[Start Text block]

My cell was made of cement blocks, 7 feet by 5, so there was just room for a bed and a little bed table.

Any contact with the outer world is prohibited as well as any distracting activities such as reading, listening to music; writing/journaling, drawing etc…. it felt like I was going into monkhood. Goenka explained later that this is by design. Vipassana being a Buddhist inspired practice, trust is granted to students to respect the precepts without enforcement or policing.

I had given the travel clock to Kamala and surrendered my cell phone to the valuables check-in, so the first days I was without any notion of time other than the gong ringing when it was time to go meditate or eat. I was curious to see what it would feel like to live without any way of telling time. After all, how many times does that happen in the life of an adult? It was strange…When napping the first few days I would wake up not knowing if I had slept 15 minutes or an hour. Then a couple of –very- early mornings I got up, excited to start the day, thinking I was a bit ahead of the crowd for showering, to discover the first time that I was 1 hour ahead, at 3:00 am… and the second time that it was 1:30 am! I had slept 4 hours, was showered, with wet hair walking around the center at 1:30 am, feeling genuinely brainless! So I got a clock. From then on, I most often awoke around 3:30 to have time to shower, shave and be well-awake for the 4:30 morning meditation. Mid-way through the early morning session I would go out for a few minutes, stretch my back and legs, and gaze through the tall trees to admire the emerging dawn bring the small valley to life.

The meditation method evolved over the course of the retreat. The first 3 days, we focused on observing incoming and outgoing breath. Not controlling it, just observing; This is called “Anapana”. The idea is for the mind to be completely concentrated. Of course, at the first opportunity my mind starts to stray, so I bring it back to my breath… And it strays again. So I bring it back again. Then it decides to literally take off, on any topic of its choice; what happened yesterday, or last year, our family Christmas in LA, what will happen tomorrow; what about when we get out in 9 days from now? 9 days, wow, how long will that be? How will I start my long-due blog, let’s see,…? And by the way, what’s for breakfast, what time is it, what’s for lunch, what about Obama, how is Kamala doing?...

[End Text block]

◆ Aim of the task ◆
Condense the meditation retreat account above into three sentences.

[Start Data listing]

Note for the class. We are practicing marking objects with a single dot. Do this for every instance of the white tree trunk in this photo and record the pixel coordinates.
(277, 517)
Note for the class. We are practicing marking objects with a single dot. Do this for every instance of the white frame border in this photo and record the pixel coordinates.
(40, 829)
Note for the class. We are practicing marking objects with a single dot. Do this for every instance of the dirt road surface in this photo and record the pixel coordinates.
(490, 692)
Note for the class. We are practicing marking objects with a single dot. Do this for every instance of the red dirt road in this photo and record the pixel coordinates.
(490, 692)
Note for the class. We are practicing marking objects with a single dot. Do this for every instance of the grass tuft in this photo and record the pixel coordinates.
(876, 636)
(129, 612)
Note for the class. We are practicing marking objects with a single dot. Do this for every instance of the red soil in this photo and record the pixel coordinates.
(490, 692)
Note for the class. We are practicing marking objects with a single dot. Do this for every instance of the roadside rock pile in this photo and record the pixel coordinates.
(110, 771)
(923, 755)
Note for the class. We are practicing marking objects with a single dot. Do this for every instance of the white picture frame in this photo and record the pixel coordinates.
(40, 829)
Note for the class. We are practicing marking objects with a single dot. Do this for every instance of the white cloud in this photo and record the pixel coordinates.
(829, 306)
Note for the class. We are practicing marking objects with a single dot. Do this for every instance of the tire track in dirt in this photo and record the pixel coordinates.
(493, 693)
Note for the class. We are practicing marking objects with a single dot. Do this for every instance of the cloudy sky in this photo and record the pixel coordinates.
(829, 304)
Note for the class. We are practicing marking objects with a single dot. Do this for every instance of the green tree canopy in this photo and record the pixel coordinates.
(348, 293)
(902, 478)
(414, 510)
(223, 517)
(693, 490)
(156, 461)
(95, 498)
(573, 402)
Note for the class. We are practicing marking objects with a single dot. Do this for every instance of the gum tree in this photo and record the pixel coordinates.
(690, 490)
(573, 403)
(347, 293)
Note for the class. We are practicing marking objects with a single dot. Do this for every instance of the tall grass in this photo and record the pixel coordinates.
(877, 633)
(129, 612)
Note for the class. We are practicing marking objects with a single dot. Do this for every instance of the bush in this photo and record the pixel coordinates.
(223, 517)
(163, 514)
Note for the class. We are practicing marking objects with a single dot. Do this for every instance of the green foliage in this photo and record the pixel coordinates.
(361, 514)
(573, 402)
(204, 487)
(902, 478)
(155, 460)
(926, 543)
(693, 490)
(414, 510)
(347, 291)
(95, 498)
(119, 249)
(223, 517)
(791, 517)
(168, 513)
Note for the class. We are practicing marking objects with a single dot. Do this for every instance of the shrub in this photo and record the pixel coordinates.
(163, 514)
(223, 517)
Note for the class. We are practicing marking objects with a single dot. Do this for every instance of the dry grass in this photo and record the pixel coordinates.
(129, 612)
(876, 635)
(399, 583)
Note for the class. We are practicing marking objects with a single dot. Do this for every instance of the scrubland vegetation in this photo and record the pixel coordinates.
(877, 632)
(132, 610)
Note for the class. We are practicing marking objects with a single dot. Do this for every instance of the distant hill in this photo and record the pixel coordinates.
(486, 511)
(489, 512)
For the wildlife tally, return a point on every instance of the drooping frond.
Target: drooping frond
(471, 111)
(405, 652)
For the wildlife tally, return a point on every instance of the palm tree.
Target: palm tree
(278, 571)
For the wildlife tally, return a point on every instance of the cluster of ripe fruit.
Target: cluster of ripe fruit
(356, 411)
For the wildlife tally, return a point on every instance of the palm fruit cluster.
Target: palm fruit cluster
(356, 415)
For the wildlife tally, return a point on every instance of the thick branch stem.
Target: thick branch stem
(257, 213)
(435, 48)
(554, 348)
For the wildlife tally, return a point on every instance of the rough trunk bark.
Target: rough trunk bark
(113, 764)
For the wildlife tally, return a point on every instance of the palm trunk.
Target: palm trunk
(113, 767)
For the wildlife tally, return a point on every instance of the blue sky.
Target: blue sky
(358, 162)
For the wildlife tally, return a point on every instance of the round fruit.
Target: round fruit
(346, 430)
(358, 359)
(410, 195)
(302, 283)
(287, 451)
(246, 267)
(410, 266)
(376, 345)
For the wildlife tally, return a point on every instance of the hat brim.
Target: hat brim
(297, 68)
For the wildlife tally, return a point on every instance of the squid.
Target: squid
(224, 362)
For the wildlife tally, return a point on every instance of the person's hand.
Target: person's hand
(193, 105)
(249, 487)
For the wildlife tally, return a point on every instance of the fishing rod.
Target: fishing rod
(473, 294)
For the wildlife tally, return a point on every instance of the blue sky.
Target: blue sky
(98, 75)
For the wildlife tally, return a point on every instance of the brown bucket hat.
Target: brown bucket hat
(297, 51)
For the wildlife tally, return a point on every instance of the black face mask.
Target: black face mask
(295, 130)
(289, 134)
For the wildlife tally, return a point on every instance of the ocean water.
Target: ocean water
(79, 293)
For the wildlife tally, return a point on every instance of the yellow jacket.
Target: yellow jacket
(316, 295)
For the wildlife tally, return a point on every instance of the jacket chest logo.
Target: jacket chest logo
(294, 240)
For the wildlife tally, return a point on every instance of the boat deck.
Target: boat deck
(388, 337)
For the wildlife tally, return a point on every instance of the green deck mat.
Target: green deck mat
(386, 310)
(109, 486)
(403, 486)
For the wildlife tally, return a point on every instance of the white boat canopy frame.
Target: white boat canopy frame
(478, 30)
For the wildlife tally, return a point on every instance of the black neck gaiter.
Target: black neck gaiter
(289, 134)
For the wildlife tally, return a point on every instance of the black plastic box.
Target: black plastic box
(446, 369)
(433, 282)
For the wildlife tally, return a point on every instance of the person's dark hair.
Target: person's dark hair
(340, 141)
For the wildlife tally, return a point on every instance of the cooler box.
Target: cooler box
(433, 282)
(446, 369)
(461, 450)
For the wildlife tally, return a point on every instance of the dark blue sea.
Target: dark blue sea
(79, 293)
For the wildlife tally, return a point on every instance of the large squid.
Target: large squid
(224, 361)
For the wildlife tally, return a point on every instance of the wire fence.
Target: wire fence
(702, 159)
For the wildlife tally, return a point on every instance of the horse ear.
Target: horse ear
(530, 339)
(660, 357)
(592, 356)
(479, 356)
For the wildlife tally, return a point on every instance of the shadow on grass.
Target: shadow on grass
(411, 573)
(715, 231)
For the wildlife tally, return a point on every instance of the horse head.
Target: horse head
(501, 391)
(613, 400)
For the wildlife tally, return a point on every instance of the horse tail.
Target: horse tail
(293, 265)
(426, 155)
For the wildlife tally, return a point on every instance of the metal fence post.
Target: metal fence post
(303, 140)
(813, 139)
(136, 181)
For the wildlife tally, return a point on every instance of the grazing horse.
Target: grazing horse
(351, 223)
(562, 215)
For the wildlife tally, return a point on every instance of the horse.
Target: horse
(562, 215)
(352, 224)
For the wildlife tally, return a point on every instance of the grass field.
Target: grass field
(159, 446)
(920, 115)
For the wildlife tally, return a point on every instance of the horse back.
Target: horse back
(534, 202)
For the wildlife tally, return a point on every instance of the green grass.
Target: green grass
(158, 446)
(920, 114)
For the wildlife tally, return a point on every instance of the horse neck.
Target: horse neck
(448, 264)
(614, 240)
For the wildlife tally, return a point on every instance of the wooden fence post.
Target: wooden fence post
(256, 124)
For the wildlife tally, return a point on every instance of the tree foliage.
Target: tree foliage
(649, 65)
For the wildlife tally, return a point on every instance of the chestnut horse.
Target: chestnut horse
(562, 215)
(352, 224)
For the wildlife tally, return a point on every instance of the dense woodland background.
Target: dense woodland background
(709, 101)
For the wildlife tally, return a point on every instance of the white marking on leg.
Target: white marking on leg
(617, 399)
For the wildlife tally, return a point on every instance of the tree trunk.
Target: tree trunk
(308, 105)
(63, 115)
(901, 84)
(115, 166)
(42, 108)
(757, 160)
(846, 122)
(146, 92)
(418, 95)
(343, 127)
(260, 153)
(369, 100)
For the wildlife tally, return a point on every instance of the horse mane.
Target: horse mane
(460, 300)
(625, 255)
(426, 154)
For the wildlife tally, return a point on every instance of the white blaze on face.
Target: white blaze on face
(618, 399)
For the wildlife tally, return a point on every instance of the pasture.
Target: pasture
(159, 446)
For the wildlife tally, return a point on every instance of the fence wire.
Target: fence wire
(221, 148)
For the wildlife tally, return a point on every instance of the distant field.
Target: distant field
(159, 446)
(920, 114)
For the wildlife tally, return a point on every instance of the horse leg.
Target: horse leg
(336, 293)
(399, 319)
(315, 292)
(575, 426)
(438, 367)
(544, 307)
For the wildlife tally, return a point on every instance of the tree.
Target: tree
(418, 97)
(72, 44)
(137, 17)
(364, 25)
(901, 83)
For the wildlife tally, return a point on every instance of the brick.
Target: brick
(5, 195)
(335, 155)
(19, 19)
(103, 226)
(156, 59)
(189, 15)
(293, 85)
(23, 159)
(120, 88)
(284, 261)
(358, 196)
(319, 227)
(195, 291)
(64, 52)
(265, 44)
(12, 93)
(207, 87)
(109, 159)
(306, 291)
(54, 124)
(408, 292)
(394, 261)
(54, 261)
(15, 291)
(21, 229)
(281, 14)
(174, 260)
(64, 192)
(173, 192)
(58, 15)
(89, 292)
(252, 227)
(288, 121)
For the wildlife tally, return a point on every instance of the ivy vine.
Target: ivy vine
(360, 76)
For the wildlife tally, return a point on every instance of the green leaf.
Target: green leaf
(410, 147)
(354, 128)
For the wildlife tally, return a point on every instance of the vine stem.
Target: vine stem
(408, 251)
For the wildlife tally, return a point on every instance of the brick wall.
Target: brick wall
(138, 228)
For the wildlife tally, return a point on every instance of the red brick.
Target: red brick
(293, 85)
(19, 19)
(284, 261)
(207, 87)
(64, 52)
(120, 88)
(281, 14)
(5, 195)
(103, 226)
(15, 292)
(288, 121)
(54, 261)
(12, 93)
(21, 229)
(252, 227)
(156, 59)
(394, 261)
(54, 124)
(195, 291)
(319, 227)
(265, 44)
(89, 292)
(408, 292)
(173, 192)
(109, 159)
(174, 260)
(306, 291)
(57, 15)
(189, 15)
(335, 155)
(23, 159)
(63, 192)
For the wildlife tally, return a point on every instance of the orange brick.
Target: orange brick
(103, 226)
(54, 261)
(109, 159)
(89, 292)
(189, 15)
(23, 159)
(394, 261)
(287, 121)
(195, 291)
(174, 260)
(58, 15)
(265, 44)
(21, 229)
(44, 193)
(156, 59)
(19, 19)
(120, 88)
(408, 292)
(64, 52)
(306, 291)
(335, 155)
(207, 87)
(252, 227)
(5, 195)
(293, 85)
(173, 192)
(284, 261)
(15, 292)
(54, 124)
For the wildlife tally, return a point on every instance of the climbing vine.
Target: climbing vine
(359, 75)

[End Data listing]

◆ Result ◆
The writer stayed in a 7-by-5-foot cement-block cell at a Vipassana retreat, where contact with the outer world and distracting activities such as reading, music, writing and drawing were prohibited, and students were trusted to respect the precepts without enforcement. Without any way of telling time at first, the writer lost track of it and twice got up far too early, once at 3:00 am and once at 1:30 am, then got a clock and usually woke around 3:30 to be ready for the 4:30 morning meditation. For the first three days the method, called "Anapana," consisted of observing incoming and outgoing breath without controlling it, but the writer's mind kept straying to other topics and had to be brought back again and again.